━━━━━ EXTRACTED DATA ━━━━━

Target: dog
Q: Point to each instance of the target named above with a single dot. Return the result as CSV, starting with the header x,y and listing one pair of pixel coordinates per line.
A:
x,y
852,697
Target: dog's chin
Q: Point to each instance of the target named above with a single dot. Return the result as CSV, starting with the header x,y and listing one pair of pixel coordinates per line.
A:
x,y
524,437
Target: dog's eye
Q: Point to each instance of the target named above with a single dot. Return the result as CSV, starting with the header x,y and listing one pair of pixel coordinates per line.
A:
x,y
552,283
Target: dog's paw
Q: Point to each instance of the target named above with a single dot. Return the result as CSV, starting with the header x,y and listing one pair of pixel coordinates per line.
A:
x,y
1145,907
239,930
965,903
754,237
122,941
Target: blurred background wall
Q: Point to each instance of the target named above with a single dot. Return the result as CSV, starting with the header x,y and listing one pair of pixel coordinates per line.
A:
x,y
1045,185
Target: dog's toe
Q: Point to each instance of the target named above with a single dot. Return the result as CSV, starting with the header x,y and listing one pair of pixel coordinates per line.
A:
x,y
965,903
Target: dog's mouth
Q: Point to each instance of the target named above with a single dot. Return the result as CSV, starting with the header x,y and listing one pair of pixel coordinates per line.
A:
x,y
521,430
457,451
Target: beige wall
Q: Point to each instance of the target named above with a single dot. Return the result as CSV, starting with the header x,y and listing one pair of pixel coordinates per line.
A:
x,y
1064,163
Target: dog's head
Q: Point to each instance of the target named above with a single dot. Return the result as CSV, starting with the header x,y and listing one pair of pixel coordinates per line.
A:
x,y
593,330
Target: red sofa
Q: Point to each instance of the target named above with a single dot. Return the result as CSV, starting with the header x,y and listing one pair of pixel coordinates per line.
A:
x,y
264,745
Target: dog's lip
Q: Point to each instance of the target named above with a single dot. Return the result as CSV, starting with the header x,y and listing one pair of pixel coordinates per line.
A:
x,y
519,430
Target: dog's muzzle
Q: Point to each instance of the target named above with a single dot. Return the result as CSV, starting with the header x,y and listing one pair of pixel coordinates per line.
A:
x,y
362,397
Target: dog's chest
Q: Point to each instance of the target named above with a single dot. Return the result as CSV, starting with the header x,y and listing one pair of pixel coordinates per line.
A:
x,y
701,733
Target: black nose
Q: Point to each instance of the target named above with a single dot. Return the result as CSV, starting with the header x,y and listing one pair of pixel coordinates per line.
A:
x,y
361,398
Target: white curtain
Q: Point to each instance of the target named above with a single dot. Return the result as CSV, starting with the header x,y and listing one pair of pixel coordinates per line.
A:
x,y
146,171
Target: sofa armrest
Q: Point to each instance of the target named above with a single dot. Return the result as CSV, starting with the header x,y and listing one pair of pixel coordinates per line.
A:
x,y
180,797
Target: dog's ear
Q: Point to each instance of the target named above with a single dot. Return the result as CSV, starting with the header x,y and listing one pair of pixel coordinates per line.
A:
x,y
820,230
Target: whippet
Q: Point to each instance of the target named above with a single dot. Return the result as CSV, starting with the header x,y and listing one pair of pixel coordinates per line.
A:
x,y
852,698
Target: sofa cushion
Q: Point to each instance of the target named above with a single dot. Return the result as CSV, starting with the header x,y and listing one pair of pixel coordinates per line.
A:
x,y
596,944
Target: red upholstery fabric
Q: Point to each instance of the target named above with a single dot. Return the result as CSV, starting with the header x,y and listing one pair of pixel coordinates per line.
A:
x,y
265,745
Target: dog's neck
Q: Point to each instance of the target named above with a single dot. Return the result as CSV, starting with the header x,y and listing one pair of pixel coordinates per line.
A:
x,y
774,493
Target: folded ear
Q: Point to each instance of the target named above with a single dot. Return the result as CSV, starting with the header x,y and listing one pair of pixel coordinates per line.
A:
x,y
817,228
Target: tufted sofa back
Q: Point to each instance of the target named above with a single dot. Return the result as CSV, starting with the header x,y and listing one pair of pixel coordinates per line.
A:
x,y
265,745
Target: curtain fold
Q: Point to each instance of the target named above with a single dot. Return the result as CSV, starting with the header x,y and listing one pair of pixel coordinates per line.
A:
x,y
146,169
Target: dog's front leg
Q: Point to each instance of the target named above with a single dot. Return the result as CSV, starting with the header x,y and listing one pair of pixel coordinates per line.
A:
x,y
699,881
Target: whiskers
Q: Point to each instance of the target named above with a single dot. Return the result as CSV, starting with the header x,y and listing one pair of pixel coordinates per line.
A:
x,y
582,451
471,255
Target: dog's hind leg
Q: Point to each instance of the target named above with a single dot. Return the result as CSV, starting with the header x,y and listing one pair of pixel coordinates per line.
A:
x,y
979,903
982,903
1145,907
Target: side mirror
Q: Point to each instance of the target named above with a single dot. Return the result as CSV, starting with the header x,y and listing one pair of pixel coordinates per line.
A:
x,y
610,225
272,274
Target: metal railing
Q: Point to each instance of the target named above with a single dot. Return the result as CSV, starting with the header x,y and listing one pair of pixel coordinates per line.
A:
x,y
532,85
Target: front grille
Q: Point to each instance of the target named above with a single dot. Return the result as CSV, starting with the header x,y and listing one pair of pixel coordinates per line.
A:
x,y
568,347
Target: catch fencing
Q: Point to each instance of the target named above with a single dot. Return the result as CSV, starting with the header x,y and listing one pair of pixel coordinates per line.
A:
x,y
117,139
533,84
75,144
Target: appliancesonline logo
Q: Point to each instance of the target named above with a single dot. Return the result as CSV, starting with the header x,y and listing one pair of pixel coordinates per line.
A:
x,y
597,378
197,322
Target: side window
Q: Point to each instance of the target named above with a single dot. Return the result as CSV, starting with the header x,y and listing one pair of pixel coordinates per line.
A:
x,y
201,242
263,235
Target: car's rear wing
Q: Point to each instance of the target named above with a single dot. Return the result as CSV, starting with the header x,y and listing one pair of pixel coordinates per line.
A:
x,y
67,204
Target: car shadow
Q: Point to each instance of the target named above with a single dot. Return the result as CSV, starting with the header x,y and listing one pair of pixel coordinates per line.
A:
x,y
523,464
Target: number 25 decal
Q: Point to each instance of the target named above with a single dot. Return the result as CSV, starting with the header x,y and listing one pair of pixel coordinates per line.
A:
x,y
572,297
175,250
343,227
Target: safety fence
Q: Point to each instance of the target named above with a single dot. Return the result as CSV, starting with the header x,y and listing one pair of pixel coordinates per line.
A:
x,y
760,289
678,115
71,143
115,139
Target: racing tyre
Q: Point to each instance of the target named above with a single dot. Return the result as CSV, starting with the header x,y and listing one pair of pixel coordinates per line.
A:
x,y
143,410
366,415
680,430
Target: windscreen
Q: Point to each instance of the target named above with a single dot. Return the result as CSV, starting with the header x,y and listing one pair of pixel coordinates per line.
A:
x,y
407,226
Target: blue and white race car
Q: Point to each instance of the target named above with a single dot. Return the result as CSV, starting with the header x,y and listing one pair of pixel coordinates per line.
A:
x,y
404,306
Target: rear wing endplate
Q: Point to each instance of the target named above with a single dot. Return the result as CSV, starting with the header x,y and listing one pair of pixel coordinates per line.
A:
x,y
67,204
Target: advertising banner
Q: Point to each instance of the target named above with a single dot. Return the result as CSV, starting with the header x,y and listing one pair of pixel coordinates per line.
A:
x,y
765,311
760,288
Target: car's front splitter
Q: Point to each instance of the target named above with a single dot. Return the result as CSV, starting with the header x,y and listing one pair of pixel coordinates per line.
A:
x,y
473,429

━━━━━

Copy all of the lines above word for word, changing nothing.

Target: dog
Q: Point to each instance of the target named above with a single dot. Return the result as CSV, starting with the header x,y and listing one pair of pixel coordinates per line.
A:
x,y
852,697
Target: dog's chin
Q: Point to each instance of the target named above with a single dot. Return the result as CSV, starting with the header x,y and listing one pair of pixel coordinates per line.
A:
x,y
524,437
Target: dog's eye
Q: Point to each instance of the target named above with a single dot. Return the result as CSV, starting with the header x,y and listing one pair of pixel coordinates per line.
A:
x,y
552,283
Target: dog's paw
Q: Point to each instance of the target named above with a single dot. Return the result as CSV, starting with the header x,y and listing one pair of pixel coordinates per line.
A:
x,y
1145,907
239,930
965,903
754,237
122,941
Target: blurred background wall
Q: Point to each instance of the target named above with a single dot. Return the result as CSV, starting with the header x,y and listing one pair of pixel coordinates per line.
A:
x,y
1045,185
Target: dog's toe
Q: Point to each instance of the target named above with a single dot. Return the result as CSV, starting with the header x,y and listing one pair of pixel coordinates per line.
A:
x,y
965,903
Target: dog's mouth
Q: Point to each instance of the target named above with a single dot. Return the result as CSV, starting with the header x,y and listing one pair of pixel coordinates per line.
A:
x,y
521,430
457,451
Target: beige wall
Q: Point to each instance of the target named above with a single dot. Return the result as CSV, starting with the header x,y and listing one pair of pixel coordinates per line.
A:
x,y
1064,163
Target: dog's head
Q: Point to each instance of the target named above with a single dot. Return the result as CSV, starting with the header x,y and listing one pair of pixel coordinates per line.
A:
x,y
593,330
Target: red sofa
Q: Point to each instance of the target named above with a single dot. Return the result as CSV, starting with the header x,y and listing one pair of pixel coordinates per line.
A:
x,y
264,745
Target: dog's lip
Q: Point to each instance of the target named above with a single dot. Return the result as CSV, starting with the header x,y and listing one pair of pixel coordinates per line.
A:
x,y
519,430
Target: dog's muzzle
Q: Point to each instance of the target named above with a single dot. Return the result as CSV, starting with the header x,y and listing one pair of pixel coordinates per line.
A:
x,y
362,397
Target: dog's chest
Q: Point to each instance of the target named above with a single dot. Return the result as CSV, starting with the header x,y and listing one pair of pixel coordinates per line.
A:
x,y
701,733
Target: black nose
Q: Point to each instance of the target named above with a single dot. Return the result as CSV, starting with the header x,y and listing one pair of pixel coordinates per line.
A:
x,y
361,398
Target: white curtain
Q: Point to each instance of the target named above with a single dot. Return the result as CSV, starting with the header x,y and listing one pair of pixel coordinates per line.
A:
x,y
146,171
Target: sofa armrest
Q: Point to each instance of the target named above with a single dot. Return the result as CSV, starting with the header x,y and listing one pair of pixel coordinates per line.
A:
x,y
180,797
Target: dog's ear
Q: Point to each instance of the target named above with a single dot. Return the result as CSV, starting with the header x,y and listing one pair of pixel coordinates per line.
A:
x,y
820,230
Target: whippet
Q: Point to each instance of the target named above with a single dot. Return the result as CSV, starting with the header x,y and listing one pair of pixel coordinates per line.
A:
x,y
852,698
Target: sofa cushion
Q: Point to each instance of the target named above with a single dot. Return the result as CSV, starting with the header x,y and listing one pair of pixel coordinates per line.
A:
x,y
596,944
Target: red upholstery fabric
Q: Point to each instance of the target named above with a single dot. Return the result as CSV, starting with the header x,y and listing one pair of pixel coordinates per line.
A:
x,y
265,745
Target: dog's neck
Q: Point to each instance of the target named above with a single dot. Return the result as CSV, starting with the header x,y and listing one pair of pixel coordinates per line.
A:
x,y
774,493
Target: folded ear
Q: Point to each instance of the target named above with a single dot. Return the result as CSV, starting with the header x,y and listing one pair of pixel coordinates per line.
A:
x,y
817,228
Target: tufted sofa back
Q: Point to each instance of the target named above with a single dot. Return the result as CSV, starting with the header x,y and listing one pair of pixel coordinates per line.
A:
x,y
265,745
Target: curtain fold
Q: Point to each instance of the target named above with a single dot. Return the result as CSV, starting with the header x,y and listing one pair of pixel coordinates per line.
A:
x,y
146,169
Target: dog's front leg
Q: Point to each instance of the target named above with a single dot. Return the result as CSV, starting with the header x,y and listing one pair of pixel coordinates per line.
A:
x,y
699,881
Target: whiskers
Q: Point to each instance of the target named above with a single dot. Return the result as CSV, starting with the header x,y and listing one pair of pixel coordinates per line.
A:
x,y
582,451
471,255
Target: dog's hind leg
Q: Point to each instance of the target named above with a single dot. Return the result as CSV, starting with the header x,y and listing one pair of pixel coordinates per line.
A:
x,y
979,903
982,903
1145,907
Target: side mirror
Q: Point to each instance of the target named above with a single dot. Return the result as CSV, starting with the header x,y and listing one pair of pixel coordinates per line.
A:
x,y
610,225
272,274
Target: metal railing
Q: Point to each instance of the target named above with a single dot. Return the result as CSV, starting with the header x,y and listing one pair of pixel coordinates per line.
A:
x,y
532,85
Target: front grille
Q: Point to each instance of the target named above with a single dot. Return the result as CSV, starting with the header x,y and listing one pair of pixel coordinates per line.
A:
x,y
568,347
Target: catch fencing
Q: Point to each instance of the target named above with a single dot. Return the result as CSV, starting with the header x,y and listing one pair of pixel coordinates per line.
A:
x,y
117,139
533,84
75,144
Target: appliancesonline logo
Q: Point to each instance of the target named above with a single dot. Return the result as CSV, starting with the header x,y and listing one pair of pixel coordinates per line.
A:
x,y
597,378
197,322
Target: side window
Q: Point to each instance of the target named above with a single dot. Return the result as CSV, starting with the header x,y and listing one pair of pixel coordinates per line.
A:
x,y
201,242
263,235
Target: car's rear wing
Q: Point to each instance of the target named above with a single dot. Return the result as CSV, starting with the header x,y and listing one pair of pixel coordinates per line.
A:
x,y
67,204
Target: car shadow
Q: Point to each instance of the target named above with a single dot. Return the result as CSV, starting with the header x,y and listing one pair of pixel coordinates per line.
A:
x,y
523,464
Target: number 25 decal
Q: Point to each instance of the target named above with a single dot. Return the result as CSV, starting with the header x,y and listing one pair of pixel coordinates per line.
A:
x,y
572,297
175,250
343,227
Target: safety fence
Q: Point to each instance of the target named above with a single dot. Return the result as CSV, starting with the header x,y and listing one pair of pixel coordinates per line.
A:
x,y
760,289
678,115
71,143
115,139
Target: racing tyre
Q: Point to each instance of the target named above with a single dot. Return the result as CSV, starting with the header x,y and listing one pair of pixel coordinates per line.
A:
x,y
143,410
366,415
680,430
Target: windscreen
Q: Point to each instance of the target named above with a single dot. Return the result as CSV, starting with the header x,y and listing one pair of pixel coordinates per line.
A:
x,y
407,226
Target: blue and white race car
Q: Point to each instance of the target named above with a single dot. Return the result as CSV, starting with the header x,y and listing one pair of pixel coordinates per line.
A:
x,y
404,306
Target: rear wing endplate
Q: Point to each instance of the target named above with a single dot. Return the result as CSV, starting with the header x,y and listing one pair of pixel coordinates per line.
A:
x,y
67,204
Target: advertising banner
Q: Point to each instance of the target named above with a single dot. Return the result as CSV, starting with the header x,y and listing one pair of pixel coordinates per line.
A:
x,y
765,311
760,288
Target: car's front splitter
Q: Point to each instance of the target named above with a single dot. Return the result as CSV, starting with the header x,y and listing one pair of pixel coordinates per line.
A:
x,y
473,429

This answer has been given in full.